BRIEF
Turn each of the lines below into an item in a numbered list, and skip any blank lines.

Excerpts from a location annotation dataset

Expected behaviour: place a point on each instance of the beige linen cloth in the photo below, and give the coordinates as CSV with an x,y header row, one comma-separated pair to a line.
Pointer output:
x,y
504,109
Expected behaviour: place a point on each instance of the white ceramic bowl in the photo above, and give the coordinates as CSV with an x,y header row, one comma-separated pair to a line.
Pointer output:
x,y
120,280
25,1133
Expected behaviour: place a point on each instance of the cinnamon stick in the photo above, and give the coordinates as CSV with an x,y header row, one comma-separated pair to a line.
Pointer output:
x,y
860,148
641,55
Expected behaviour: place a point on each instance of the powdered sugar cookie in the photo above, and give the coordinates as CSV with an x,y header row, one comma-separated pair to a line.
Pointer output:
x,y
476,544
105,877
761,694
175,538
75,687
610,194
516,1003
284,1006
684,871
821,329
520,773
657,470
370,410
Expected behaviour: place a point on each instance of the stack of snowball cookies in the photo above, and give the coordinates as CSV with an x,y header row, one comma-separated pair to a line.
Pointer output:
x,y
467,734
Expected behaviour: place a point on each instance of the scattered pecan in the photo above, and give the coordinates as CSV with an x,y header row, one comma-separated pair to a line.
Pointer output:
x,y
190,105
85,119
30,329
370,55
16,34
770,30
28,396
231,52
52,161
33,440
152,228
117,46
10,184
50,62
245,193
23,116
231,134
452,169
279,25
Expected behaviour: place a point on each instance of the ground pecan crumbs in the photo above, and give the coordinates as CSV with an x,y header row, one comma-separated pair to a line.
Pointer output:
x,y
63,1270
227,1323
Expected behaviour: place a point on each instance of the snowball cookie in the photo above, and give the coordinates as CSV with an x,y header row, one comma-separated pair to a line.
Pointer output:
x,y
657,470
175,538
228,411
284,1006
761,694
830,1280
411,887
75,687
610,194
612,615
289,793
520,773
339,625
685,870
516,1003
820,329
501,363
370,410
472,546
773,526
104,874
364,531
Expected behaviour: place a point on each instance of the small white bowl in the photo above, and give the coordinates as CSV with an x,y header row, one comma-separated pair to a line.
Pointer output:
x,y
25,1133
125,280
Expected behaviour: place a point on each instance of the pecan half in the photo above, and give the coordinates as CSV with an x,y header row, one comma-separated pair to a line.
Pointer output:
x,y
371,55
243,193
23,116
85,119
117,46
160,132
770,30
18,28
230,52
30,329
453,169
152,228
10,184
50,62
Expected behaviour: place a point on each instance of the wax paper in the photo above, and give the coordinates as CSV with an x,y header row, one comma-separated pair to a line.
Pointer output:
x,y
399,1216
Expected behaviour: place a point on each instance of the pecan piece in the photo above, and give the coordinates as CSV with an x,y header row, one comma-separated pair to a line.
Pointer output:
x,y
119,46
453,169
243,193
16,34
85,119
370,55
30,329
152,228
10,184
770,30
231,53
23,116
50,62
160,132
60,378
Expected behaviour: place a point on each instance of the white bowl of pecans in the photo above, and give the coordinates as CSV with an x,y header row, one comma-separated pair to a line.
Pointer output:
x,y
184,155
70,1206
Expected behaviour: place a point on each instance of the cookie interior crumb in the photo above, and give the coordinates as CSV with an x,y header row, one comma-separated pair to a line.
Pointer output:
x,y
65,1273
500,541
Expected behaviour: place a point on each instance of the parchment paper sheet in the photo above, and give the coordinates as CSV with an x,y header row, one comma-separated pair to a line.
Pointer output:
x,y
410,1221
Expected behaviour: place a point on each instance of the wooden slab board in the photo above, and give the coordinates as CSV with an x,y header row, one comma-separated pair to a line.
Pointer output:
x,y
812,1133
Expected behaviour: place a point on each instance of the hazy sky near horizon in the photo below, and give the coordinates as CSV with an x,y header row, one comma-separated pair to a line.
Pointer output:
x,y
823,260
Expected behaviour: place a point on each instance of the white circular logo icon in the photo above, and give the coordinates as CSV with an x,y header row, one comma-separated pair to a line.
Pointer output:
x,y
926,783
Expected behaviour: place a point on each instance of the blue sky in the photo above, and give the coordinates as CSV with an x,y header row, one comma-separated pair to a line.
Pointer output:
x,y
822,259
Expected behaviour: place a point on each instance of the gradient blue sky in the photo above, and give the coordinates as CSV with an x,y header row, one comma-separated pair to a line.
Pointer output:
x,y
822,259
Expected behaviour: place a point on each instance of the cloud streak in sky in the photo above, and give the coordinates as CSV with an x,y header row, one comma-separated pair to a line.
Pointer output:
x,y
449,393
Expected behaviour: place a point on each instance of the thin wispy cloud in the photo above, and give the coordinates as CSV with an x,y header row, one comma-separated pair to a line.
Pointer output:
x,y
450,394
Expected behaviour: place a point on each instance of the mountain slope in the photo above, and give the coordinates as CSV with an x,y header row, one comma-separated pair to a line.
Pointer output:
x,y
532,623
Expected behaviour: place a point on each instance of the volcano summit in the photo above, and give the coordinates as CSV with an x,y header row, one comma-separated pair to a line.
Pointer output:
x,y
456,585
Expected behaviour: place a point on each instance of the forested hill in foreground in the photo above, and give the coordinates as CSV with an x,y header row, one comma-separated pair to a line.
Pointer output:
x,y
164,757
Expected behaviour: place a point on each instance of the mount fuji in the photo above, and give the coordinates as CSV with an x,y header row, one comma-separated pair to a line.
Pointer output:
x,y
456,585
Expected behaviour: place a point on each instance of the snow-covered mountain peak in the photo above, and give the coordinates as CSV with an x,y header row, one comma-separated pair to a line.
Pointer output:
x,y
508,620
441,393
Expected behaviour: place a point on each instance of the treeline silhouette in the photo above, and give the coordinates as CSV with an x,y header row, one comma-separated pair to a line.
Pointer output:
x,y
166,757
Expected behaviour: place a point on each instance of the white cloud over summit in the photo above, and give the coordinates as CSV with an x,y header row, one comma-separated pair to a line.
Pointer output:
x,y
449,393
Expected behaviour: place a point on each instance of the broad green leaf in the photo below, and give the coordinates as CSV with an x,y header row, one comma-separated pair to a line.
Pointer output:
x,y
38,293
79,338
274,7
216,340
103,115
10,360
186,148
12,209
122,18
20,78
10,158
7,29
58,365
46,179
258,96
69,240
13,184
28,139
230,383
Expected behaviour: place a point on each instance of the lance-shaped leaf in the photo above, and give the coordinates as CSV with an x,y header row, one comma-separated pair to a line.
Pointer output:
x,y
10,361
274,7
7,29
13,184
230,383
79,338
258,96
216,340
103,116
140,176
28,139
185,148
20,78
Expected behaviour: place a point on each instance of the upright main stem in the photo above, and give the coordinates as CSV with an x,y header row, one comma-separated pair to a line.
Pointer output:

OUTPUT BELOW
1. Expected behaviour: place a point on each instance of the beige linen cloth in the photo below, and give the coordinates as CSV with an x,y header row, one comma-separated pair to a line.
2. Pointer output:
3. x,y
4. 504,109
5. Expected behaviour: place a point on each instance of the white ceramic bowl in the photo above, and give the coordinates as CSV with an x,y header row, one comma-separated pair to a line.
6. Pointer output:
7. x,y
8. 120,280
9. 25,1133
10. Expected behaviour: place a point on each instance of the cinnamon stick in the photo above, and give the coordinates as CSV with an x,y header row, one comma-separated pair to a line.
11. Pointer output:
12. x,y
13. 860,148
14. 641,55
15. Expected behaviour: place a point on each instance of the powdered sugar cookie in the photo above, and give the coordinates as CSV with an x,y header row, one comma-separated pair to a line.
16. Pointer output:
17. x,y
18. 476,544
19. 105,877
20. 761,694
21. 175,538
22. 75,687
23. 610,194
24. 516,1003
25. 284,1006
26. 684,871
27. 821,329
28. 520,773
29. 657,470
30. 370,410
31. Expected behaviour: place a point on each instance of the stack of snowball cookies in the photo above, and give the coordinates as CSV with an x,y header row, one comma-separated pair to a line.
32. Pointer output:
33. x,y
34. 467,734
35. Expected behaviour: place a point on each instance of the scattered pecan in the photo above, and give the coordinates as CSV with an x,y header row, one comma-separated pair to a line.
36. Pointer output:
37. x,y
38. 190,105
39. 85,119
40. 30,329
41. 370,55
42. 16,34
43. 770,30
44. 28,396
45. 231,52
46. 52,161
47. 33,440
48. 152,228
49. 117,46
50. 10,184
51. 50,62
52. 245,193
53. 23,116
54. 231,134
55. 452,169
56. 279,25
57. Expected behaviour: place a point on each instance of the ground pecan crumbs in the photo above, and give the coordinates as CSV with an x,y header row, one comma-separated pair to a line.
58. Pointer output:
59. x,y
60. 63,1270
61. 227,1323
62. Expected behaviour: place a point on each instance of the snowball cookie in the photo above, and give the coordinates as CSV with an x,y header row, one comma-separated pair to a line.
63. Pointer output:
64. x,y
65. 657,470
66. 175,538
67. 228,411
68. 284,1006
69. 761,694
70. 830,1280
71. 411,887
72. 75,687
73. 610,194
74. 612,615
75. 289,793
76. 520,773
77. 339,625
78. 685,870
79. 516,1003
80. 820,329
81. 501,363
82. 370,410
83. 472,546
84. 773,526
85. 104,874
86. 364,531
87. Expected behaviour: place a point on each instance of the small white bowl in the photo above, and give the coordinates as CSV with an x,y header row, one comma-separated pair to a line.
88. Pointer output:
89. x,y
90. 25,1133
91. 125,280
92. Expected behaviour: place a point on each instance of the pecan half in the photo above, and give the coordinates as CSV with an x,y header row, one comma-separated pair to a line.
93. Pointer output:
94. x,y
95. 371,55
96. 243,193
97. 23,116
98. 85,119
99. 117,46
100. 160,132
101. 770,30
102. 18,28
103. 230,52
104. 30,329
105. 453,169
106. 152,228
107. 10,184
108. 50,62
109. Expected behaviour: place a point on each instance of the wax paper in the photo above, and give the coordinates as CSV with an x,y header row, one comma-separated pair to a line.
110. Pointer output:
111. x,y
112. 399,1216
113. Expected behaviour: place a point on each instance of the pecan piece in the photo above, and give the coordinates as CSV with an x,y header row, one comma-separated pair to a line.
114. Pointer output:
115. x,y
116. 119,46
117. 453,169
118. 243,193
119. 16,34
120. 85,119
121. 370,55
122. 30,329
123. 152,228
124. 10,184
125. 770,30
126. 231,53
127. 23,116
128. 50,62
129. 160,132
130. 60,378
131. Expected behaviour: place a point on each instance of the white bowl of pecans in the photo above, and give the coordinates as CSV with an x,y header row, one comma-separated pair to a line.
132. Pointer output:
133. x,y
134. 184,155
135. 70,1206
136. Expected behaviour: place a point on each instance of the cookie interior crumb in the photo above, and give the coordinates as CSV with an x,y header row, one comma-separated pair to a line.
137. Pointer output:
138. x,y
139. 65,1273
140. 500,541
141. Expected behaviour: place a point on each instance of the parchment paper sheet in the photo above, and give the coordinates as CSV with an x,y header row, one comma-separated pair to a line.
142. Pointer output:
143. x,y
144. 410,1221
145. Expected behaviour: place a point on each instance of the wooden slab board in the photo above, and give the coordinates as CSV with an x,y header row, one comma-separated pair to a line.
146. Pointer output:
147. x,y
148. 812,1133
149. Expected behaviour: place a point on each instance of the hazy sky near horizon in the photo below, and give the coordinates as CSV with an x,y header row, one comma-separated pair to a line.
150. Pointer output:
151. x,y
152. 823,260
153. Expected behaviour: place a point on each instance of the white circular logo icon in the photo above, and give the coordinates as CSV with an x,y header row, one comma-separated pair to a line.
154. Pointer output:
155. x,y
156. 926,783
157. Expected behaviour: place a point on each instance of the blue sky in the photo above, and give the coordinates as CSV with an x,y header row, one comma-separated pair to a line.
158. Pointer output:
159. x,y
160. 822,259
161. Expected behaviour: place a point on each instance of the gradient blue sky in the photo above, and give the coordinates as CSV with an x,y header row, one comma-separated pair to a line.
162. Pointer output:
163. x,y
164. 822,259
165. Expected behaviour: place a point on each instance of the cloud streak in sky in the photo above, and give the coordinates as CSV with an x,y header row, one comma-separated pair to a line.
166. Pointer output:
167. x,y
168. 449,393
169. Expected behaviour: place a point on each instance of the thin wispy cloud in the photo above, and give the coordinates as CSV with an x,y header row, one comma-separated pair to a line.
170. Pointer output:
171. x,y
172. 450,394
173. Expected behaviour: place a point on each instance of the mountain slope in the photo above, and give the coordinates as CSV with an x,y header row, one comma-separated pair to a line.
174. Pointer output:
175. x,y
176. 532,623
177. Expected behaviour: place a point on each instance of the volcano summit in the photo above, and give the coordinates as CSV with an x,y header row, one comma-separated pair to a line.
178. Pointer output:
179. x,y
180. 456,585
181. Expected behaviour: place a point on each instance of the forested hill in foreground in the photo above, and give the coordinates as CSV with an x,y header row, one comma-separated pair to a line.
182. Pointer output:
183. x,y
184. 164,757
185. Expected behaviour: place a point on each instance of the mount fuji in the photo above, and give the coordinates as CSV with an x,y header row, one comma-separated pair to a line.
186. Pointer output:
187. x,y
188. 456,585
189. Expected behaviour: place a point on each instance of the snow-covered mountain peak in the photo above, and give the coordinates as CSV with an x,y header row, one comma-separated pair to a line.
190. Pointer output:
191. x,y
192. 508,620
193. 441,393
194. Expected behaviour: place a point on each instance of the treeline silhouette in the photo above, and give the coordinates as CSV with an x,y header row, one comma-separated pair to a line.
195. Pointer output:
196. x,y
197. 166,757
198. Expected behaviour: place a point on each instance of the white cloud over summit in the photo above, and give the coordinates as CSV with an x,y header row, one comma-separated pair to a line.
199. Pointer output:
200. x,y
201. 449,393
202. Expected behaviour: place a point on each instance of the broad green leaf in the photo below, and give the coordinates as CSV with an x,y header row, one comma-separated pair to a line.
203. Pointer output:
204. x,y
205. 38,293
206. 79,338
207. 274,7
208. 216,340
209. 103,115
210. 10,360
211. 186,148
212. 12,209
213. 122,18
214. 20,78
215. 10,158
216. 7,29
217. 58,365
218. 46,179
219. 258,96
220. 69,240
221. 13,184
222. 28,139
223. 230,383
224. Expected behaviour: place a point on each instance of the lance-shaped leaf in the photo above, and give the coordinates as CSV with an x,y header row, one comma-separated pair to a line.
225. Pointer output:
226. x,y
227. 10,361
228. 274,7
229. 7,29
230. 13,184
231. 230,383
232. 79,338
233. 258,96
234. 216,340
235. 103,116
236. 140,176
237. 28,139
238. 185,148
239. 20,78
240. Expected behaviour: place a point on each instance of the upright main stem in the photo above, and give the coordinates as CSV with an x,y header row, one comma-separated pair to a line.
241. Pointer output:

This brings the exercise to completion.